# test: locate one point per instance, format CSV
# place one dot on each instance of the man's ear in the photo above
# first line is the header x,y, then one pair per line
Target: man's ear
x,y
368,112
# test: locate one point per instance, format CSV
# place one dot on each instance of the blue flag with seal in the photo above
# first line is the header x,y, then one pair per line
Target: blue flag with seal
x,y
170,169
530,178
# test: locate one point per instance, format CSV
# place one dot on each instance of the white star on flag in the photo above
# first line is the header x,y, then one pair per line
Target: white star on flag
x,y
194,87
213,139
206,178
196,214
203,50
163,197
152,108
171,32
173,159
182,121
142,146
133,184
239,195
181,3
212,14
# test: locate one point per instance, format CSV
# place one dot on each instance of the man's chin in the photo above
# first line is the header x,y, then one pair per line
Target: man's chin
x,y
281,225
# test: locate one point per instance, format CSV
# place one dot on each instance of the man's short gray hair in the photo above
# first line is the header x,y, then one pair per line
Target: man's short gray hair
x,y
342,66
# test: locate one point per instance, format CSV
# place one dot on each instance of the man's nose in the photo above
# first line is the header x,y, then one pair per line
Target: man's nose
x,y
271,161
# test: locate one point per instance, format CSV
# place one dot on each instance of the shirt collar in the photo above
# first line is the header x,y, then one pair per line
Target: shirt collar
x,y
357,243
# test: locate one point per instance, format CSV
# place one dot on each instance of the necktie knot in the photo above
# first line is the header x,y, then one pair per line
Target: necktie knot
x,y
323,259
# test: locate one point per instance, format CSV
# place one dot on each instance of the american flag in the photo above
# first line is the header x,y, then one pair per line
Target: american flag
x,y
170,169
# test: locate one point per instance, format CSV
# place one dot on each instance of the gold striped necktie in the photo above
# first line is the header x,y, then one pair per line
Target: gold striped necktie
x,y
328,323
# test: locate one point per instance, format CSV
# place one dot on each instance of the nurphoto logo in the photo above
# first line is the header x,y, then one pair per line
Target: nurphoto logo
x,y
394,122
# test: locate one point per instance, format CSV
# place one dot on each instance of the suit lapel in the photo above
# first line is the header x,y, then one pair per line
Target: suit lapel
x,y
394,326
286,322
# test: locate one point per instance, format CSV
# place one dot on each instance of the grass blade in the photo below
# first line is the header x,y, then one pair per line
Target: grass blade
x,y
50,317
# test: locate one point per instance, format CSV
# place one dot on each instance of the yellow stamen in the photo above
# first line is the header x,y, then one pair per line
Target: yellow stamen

### Task requirements
Faithfully reproduce all of the records, character for character.

### Task result
# test: locate one point per instance, format CSV
# place one dot on each instance of the man's ear in the photo above
# first line is the header x,y, then one pair per line
Target: man's ear
x,y
368,112
# test: locate one point per instance, format CSV
# place one dot on each instance of the blue flag with seal in the photo above
# first line is the header x,y, then one pair per line
Target: blue flag with seal
x,y
170,169
530,178
# test: locate one point per instance, format CSV
# place one dot on each instance of the white star on flag in the photo above
# first line is the header x,y, then one pair per line
Target: white star on flag
x,y
194,87
213,139
206,178
196,214
203,50
163,197
152,108
171,32
173,159
182,121
142,146
133,184
239,195
181,3
212,14
# test: locate one point per instance, format CSV
# place one dot on each instance of the man's chin in the photo above
# first line is the header x,y, then one pair per line
Target: man's chin
x,y
281,225
# test: locate one point per instance, format CSV
# place one dot on each instance of the man's short gray hair in the photo above
# first line is the header x,y, then one pair per line
Target: man's short gray hair
x,y
342,66
# test: locate one point per instance, format CSV
# place one dot on each instance of the man's nose in the photo above
# first line is the header x,y, then one pair per line
Target: man's nose
x,y
271,161
# test: locate one point per instance, format CSV
# place one dot on each instance of the shirt collar in the photo above
# first line is the header x,y, then one pair per line
Target: shirt collar
x,y
357,243
# test: locate one point per instance, format CSV
# place one dot on each instance of the necktie knot in the photo above
# first line is the header x,y, then one pair per line
Target: necktie knot
x,y
323,259
# test: locate one point per instance, format CSV
# place one dot on each instance of the american flag in the photo above
# first line is the header x,y, then one pair per line
Target: american flag
x,y
170,169
# test: locate one point per instance, format CSV
# place one dot on each instance of the gold striped necktie in the photo above
# first line is the header x,y, then one pair per line
Target: gold striped necktie
x,y
328,323
# test: locate one point per instance, format CSV
# place one dot on each instance of the nurphoto logo in the photo above
# first line is the header x,y, then one pair per line
Target: nurphoto logo
x,y
394,122
# test: locate one point per instance, format CSV
# place one dot on each instance of the suit lapel in the photo above
# first line is the header x,y, then one pair per line
Target: suit lapel
x,y
394,326
286,322
# test: locate one point per instance, format CSV
# place one dot on each instance of the grass blade in the photo below
# first line is the header x,y, then one pair per line
Target: grass blade
x,y
50,317
# test: locate one point per instance, format CSV
# place one dot on each instance of the yellow stamen in the photo above
# first line is the header x,y, then one pair per line
Target: yellow stamen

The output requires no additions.